(DIRECTIONS): Reproduce the stretch of data from the start through the line containing "M 202 361 L", substituting "metal girder" for every occurrence of "steel truss" and leaving everything else as it is.
---+---
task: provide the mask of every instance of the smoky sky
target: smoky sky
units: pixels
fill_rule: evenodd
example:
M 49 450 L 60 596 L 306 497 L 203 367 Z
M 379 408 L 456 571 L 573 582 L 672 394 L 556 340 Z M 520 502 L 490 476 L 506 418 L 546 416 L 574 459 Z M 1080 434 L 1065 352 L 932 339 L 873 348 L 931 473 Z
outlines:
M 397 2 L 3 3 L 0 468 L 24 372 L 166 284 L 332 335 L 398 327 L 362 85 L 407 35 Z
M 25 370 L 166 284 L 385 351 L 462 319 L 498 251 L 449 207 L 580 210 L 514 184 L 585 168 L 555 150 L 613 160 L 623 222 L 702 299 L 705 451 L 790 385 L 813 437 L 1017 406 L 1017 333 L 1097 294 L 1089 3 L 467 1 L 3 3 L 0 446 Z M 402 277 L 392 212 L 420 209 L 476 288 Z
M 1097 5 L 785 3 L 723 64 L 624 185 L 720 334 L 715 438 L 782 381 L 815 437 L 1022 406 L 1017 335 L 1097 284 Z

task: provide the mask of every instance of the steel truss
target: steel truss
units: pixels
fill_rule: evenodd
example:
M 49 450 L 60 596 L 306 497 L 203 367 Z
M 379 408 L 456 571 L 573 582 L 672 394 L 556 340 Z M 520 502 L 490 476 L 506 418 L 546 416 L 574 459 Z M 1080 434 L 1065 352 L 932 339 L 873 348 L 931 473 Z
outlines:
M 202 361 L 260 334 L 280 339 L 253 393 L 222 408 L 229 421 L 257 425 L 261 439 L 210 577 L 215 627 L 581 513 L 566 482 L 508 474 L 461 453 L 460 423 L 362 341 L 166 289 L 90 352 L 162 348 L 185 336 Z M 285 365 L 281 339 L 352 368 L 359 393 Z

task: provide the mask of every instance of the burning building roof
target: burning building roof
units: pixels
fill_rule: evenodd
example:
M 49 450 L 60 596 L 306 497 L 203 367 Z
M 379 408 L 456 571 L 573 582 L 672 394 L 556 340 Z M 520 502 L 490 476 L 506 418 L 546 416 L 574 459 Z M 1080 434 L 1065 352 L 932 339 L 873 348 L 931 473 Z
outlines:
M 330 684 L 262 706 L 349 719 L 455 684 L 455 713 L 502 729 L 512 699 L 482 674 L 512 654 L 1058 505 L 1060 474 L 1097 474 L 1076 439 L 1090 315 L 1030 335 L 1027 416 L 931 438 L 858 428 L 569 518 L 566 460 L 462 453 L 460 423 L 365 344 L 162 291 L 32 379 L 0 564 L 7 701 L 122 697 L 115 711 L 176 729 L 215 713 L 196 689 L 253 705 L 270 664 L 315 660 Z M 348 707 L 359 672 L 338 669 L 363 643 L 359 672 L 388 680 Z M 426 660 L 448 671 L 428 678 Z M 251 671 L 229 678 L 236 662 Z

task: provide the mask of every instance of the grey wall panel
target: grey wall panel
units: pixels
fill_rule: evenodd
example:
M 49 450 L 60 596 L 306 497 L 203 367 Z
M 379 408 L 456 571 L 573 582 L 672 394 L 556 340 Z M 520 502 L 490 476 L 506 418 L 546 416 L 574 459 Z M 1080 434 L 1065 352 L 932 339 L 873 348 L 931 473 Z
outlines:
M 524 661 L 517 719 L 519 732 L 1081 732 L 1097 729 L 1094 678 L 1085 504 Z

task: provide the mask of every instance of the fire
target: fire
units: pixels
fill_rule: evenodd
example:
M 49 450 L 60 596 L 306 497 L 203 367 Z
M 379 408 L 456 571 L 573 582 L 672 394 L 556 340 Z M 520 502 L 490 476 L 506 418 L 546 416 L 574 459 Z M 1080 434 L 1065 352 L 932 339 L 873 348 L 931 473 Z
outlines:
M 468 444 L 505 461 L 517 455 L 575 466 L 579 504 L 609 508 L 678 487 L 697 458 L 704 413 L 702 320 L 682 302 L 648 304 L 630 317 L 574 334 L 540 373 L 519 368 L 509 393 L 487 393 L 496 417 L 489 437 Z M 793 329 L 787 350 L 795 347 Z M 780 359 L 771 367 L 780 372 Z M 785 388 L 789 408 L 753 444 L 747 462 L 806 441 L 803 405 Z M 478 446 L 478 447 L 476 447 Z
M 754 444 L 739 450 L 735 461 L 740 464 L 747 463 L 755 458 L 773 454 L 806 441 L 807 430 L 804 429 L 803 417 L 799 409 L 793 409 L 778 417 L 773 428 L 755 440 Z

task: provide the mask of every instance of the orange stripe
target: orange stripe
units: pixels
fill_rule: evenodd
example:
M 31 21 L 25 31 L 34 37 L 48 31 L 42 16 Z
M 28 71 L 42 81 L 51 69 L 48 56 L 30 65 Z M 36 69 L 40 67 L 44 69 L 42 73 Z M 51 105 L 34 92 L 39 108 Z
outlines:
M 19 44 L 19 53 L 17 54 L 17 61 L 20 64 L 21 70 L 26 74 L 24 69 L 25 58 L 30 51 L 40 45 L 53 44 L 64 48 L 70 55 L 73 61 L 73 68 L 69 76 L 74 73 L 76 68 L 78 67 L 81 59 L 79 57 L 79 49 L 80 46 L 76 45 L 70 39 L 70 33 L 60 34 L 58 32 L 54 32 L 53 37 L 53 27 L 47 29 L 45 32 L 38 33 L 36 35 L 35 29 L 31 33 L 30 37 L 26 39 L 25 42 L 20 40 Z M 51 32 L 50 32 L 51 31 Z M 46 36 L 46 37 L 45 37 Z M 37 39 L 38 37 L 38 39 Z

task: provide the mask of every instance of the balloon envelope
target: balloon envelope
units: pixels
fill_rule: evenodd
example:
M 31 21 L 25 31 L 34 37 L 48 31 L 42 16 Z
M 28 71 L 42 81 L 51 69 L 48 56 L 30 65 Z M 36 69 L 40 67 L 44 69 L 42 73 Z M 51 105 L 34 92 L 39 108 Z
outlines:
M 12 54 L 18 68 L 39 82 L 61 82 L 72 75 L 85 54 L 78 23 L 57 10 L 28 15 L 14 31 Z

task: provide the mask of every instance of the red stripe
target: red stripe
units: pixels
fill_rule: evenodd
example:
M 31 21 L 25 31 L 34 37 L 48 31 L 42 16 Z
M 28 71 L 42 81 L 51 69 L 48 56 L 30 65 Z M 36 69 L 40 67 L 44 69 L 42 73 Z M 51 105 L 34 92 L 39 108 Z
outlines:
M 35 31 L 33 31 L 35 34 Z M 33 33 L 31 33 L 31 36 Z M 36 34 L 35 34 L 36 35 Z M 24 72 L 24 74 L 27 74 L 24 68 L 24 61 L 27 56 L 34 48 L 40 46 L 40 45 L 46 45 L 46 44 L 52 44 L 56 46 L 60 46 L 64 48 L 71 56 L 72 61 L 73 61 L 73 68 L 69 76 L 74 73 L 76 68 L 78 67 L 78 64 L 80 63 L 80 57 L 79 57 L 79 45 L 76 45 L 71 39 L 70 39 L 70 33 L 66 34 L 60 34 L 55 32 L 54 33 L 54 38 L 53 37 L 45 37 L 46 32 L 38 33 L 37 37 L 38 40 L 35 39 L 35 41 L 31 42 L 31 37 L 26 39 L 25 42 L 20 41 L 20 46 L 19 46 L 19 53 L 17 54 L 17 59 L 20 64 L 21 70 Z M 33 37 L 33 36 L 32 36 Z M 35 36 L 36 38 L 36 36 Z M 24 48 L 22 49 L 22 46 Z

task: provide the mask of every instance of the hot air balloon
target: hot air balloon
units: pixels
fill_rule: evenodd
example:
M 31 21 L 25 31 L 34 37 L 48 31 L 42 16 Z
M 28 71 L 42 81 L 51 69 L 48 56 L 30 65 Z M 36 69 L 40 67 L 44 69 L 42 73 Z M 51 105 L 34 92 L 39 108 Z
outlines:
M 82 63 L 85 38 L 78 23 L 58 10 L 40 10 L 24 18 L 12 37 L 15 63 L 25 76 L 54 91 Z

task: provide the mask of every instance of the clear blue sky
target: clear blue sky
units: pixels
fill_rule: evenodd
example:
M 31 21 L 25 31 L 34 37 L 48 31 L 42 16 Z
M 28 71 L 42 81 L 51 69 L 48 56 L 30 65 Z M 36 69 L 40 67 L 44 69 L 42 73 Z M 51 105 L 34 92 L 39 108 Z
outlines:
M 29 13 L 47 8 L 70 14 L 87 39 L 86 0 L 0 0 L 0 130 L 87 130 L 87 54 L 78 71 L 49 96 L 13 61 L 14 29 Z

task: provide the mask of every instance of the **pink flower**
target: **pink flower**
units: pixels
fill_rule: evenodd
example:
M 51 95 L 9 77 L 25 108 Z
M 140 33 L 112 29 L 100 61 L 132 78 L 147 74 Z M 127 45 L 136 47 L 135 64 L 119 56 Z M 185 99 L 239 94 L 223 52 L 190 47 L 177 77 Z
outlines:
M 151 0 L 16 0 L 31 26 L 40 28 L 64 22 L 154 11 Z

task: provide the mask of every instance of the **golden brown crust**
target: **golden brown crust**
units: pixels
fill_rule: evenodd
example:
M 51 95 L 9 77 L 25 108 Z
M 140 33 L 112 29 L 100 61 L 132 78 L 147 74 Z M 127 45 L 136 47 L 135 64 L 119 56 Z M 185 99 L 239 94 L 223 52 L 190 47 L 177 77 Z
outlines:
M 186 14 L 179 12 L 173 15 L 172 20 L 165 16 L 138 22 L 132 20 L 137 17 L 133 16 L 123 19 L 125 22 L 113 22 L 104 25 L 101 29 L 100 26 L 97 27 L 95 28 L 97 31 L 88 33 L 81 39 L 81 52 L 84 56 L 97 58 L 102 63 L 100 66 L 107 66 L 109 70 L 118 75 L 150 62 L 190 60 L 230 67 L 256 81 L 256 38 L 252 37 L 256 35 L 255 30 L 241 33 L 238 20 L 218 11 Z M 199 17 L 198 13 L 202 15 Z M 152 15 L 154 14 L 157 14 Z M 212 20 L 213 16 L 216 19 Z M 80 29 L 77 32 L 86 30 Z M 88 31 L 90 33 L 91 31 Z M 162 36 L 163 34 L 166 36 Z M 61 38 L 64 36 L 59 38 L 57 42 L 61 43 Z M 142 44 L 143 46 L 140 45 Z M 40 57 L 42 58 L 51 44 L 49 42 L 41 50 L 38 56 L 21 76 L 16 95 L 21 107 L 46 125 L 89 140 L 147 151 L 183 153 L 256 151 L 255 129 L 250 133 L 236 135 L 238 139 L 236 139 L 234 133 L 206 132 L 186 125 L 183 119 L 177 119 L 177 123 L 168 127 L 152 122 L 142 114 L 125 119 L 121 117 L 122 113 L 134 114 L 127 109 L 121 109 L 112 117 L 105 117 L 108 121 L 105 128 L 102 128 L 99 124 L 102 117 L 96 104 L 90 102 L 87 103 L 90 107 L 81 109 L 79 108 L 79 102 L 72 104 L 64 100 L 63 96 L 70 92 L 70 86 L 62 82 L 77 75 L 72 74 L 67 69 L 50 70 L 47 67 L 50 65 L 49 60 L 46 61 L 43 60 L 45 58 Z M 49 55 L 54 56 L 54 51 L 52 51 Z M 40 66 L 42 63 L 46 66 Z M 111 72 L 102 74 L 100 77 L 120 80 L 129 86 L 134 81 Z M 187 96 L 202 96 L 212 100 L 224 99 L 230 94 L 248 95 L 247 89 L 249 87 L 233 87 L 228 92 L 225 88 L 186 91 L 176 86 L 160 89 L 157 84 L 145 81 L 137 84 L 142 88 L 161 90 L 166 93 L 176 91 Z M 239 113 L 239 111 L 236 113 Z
---+---
(WRITTEN SOLUTION):
task: provide the mask of every instance of the smoky sky
target: smoky sky
units: pixels
fill_rule: evenodd
example:
M 49 450 L 60 596 L 306 497 L 203 367 Z
M 379 408 L 456 571 L 573 582 L 672 394 L 556 340 Z M 520 502 L 490 476 L 506 418 L 546 416 L 574 459 Z M 1080 434 L 1065 352 L 932 339 L 873 348 L 931 473 Z
outlines:
M 397 2 L 3 3 L 0 468 L 24 372 L 166 284 L 332 335 L 398 327 L 362 85 L 407 35 Z
M 25 370 L 166 284 L 385 351 L 462 319 L 498 251 L 449 207 L 580 210 L 514 184 L 585 168 L 555 150 L 613 160 L 623 222 L 702 299 L 705 451 L 790 385 L 813 437 L 1017 406 L 1017 333 L 1097 294 L 1089 3 L 467 1 L 3 3 L 0 446 Z M 402 277 L 392 212 L 420 209 L 476 288 Z
M 1097 5 L 785 3 L 723 64 L 624 185 L 720 334 L 715 438 L 782 381 L 815 437 L 1022 406 L 1017 335 L 1097 284 Z

task: provide the mask of every instance of the metal girder
target: metal girder
units: pixels
fill_rule: evenodd
example:
M 49 450 L 60 596 L 306 497 L 203 367 Z
M 379 408 L 456 571 L 573 582 L 672 394 L 556 340 Z M 520 502 L 490 476 L 506 418 L 546 416 L 574 459 Z M 1080 434 L 1065 352 L 932 339 L 873 348 L 931 473 Z
outlines:
M 202 361 L 260 334 L 280 339 L 253 393 L 222 408 L 229 421 L 257 425 L 261 439 L 210 577 L 215 627 L 581 513 L 566 482 L 508 474 L 461 453 L 460 423 L 362 341 L 166 289 L 90 352 L 162 348 L 185 336 Z M 285 365 L 281 339 L 352 368 L 359 393 Z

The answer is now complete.